Text extract –
Package nltk_lite :: Module probability :: Class FreqDist
[show private | hide private]
[frames | no frames]

Type FreqDist

object --+
         |
        FreqDist


A frequency distribution for the outcomes of an experiment. A frequency distribution records the number of times each outcome of an experiment has occured. For example, a frequency distribution could be used to record the frequency of each word type in a document. Formally, a frequency distribution can be defined as a function mapping from each sample to the number of times that sample occured as an outcome.

Frequency distributions are generally constructed by running a number of experiments, and incrementing the count for a sample every time it is an outcome of an experiment. For example, the following code will produce a frequency distribution that encodes how often each word occurs in a text:
>>> fdist = FreqDist()
>>> for word in tokenize.whitespace(sent):
...    fdist.inc(word)

Method Summary
  __init__(self)
Construct a new empty, FreqDist.
boolean __contains__(self, sample)
Return true if the given sample occurs one or more times in this frequency distribution.
string __repr__(self)
Return a string representation of this FreqDist.
string __str__(self)
Return a string representation of this FreqDist.
int B(self)
Return the total number of sample values (or bins) that have counts greater than zero.
int count(self, sample)
Return the count of a given sample.
float freq(self, sample)
Return the frequency of a given sample.
None inc(self, sample, count)
Increment this FreqDist's count for the given sample.
any or None max(self)
Return the sample with the greatest number of outcomes in this frequency distribution.
int N(self)
Return the total number of sample outcomes that have been recorded by this FreqDist.
int Nr(self, r, bins)
Return the number of samples with count r.
list samples(self)
Return a list of all samples that have been recorded as outcomes by this frequency distribution.
sequence of any sorted_samples(self)
Return the samples sorted in decreasing order of frequency.
Inherited from object: __delattr__, __getattribute__, __hash__, __new__, __reduce__, __reduce_ex__, __setattr__

Method Details

__init__(self)
(Constructor)

Construct a new empty, FreqDist. In particular, the count for every sample is zero.
Overrides:
__builtin__.object.__init__

__contains__(self, sample)
(In operator)

Parameters:
sample - The sample to search for.
           (type=any)
Returns:
True if the given sample occurs one or more times in this frequency distribution.
           (type=boolean)

__repr__(self)
(Representation operator)

Returns:
A string representation of this FreqDist.
           (type=string)
Overrides:
__builtin__.object.__repr__

__str__(self)
(Informal representation operator)

Returns:
A string representation of this FreqDist.
           (type=string)
Overrides:
__builtin__.object.__str__

B(self)

Returns:
The total number of sample values (or bins) that have counts greater than zero. For the total number of sample outcomes recorded, use FreqDist.N().
           (type=int)

count(self, sample)

Return the count of a given sample. The count of a sample is defined as the number of times that sample outcome was recorded by this FreqDist. Counts are non-negative integers.
Parameters:
sample - the sample whose count should be returned.

Directive A –
In the FreqDist documentation, what does the B method return?
Directive B –
Return every line of the raw entries below verbatim, keeping their order.

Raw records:
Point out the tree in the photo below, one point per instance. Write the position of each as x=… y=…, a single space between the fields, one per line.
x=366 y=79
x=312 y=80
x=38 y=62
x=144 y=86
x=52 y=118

Output A –
The total number of sample values (or bins) that have counts greater than zero.

Output B –
Point out the tree in the photo below, one point per instance. Write the position of each as x=… y=…, a single space between the fields, one per line.
x=366 y=79
x=312 y=80
x=38 y=62
x=144 y=86
x=52 y=118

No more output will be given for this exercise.